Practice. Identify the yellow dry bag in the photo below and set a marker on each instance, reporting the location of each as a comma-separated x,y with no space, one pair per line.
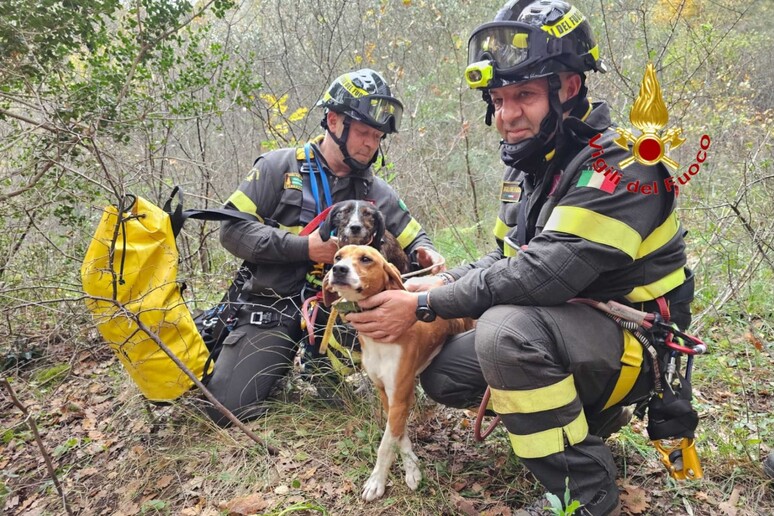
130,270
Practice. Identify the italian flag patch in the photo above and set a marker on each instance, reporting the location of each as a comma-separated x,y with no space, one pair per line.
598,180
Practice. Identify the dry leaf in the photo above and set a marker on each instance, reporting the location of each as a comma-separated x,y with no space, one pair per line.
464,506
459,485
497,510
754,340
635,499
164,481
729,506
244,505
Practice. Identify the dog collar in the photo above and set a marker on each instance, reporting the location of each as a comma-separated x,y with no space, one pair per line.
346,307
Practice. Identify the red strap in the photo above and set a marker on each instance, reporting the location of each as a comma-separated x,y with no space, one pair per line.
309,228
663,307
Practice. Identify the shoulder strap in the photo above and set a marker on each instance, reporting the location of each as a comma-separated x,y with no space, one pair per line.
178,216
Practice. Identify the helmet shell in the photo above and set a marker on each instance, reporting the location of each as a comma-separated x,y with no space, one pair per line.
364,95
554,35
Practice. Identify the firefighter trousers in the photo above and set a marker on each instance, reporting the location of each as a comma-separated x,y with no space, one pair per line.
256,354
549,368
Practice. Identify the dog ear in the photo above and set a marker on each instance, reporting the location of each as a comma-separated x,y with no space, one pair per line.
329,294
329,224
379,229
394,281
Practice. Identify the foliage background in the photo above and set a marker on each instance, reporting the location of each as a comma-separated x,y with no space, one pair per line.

—————

▶ Exercise:
Print again the material above, limited to the lines from the one holding "Practice. Identify the firefighter" through the last, inclusive.

▶ Answer to the exercise:
Practice. Identify the firefighter trousers in the photo above and set a marker on each instance, reporting the location of each as a comma-separated x,y with no space, one pair per line.
256,354
549,368
Practice. Identify the dog ear in the photo above and set a marker on each instance, reporting the location of each as a comma-separated x,y with no space, one pair per line.
329,294
329,224
379,229
394,281
Practice. Identify the foliage background in the photo above and set a marker on each instance, reporting the location of each as a comma-separated x,y with no space, one pair per line.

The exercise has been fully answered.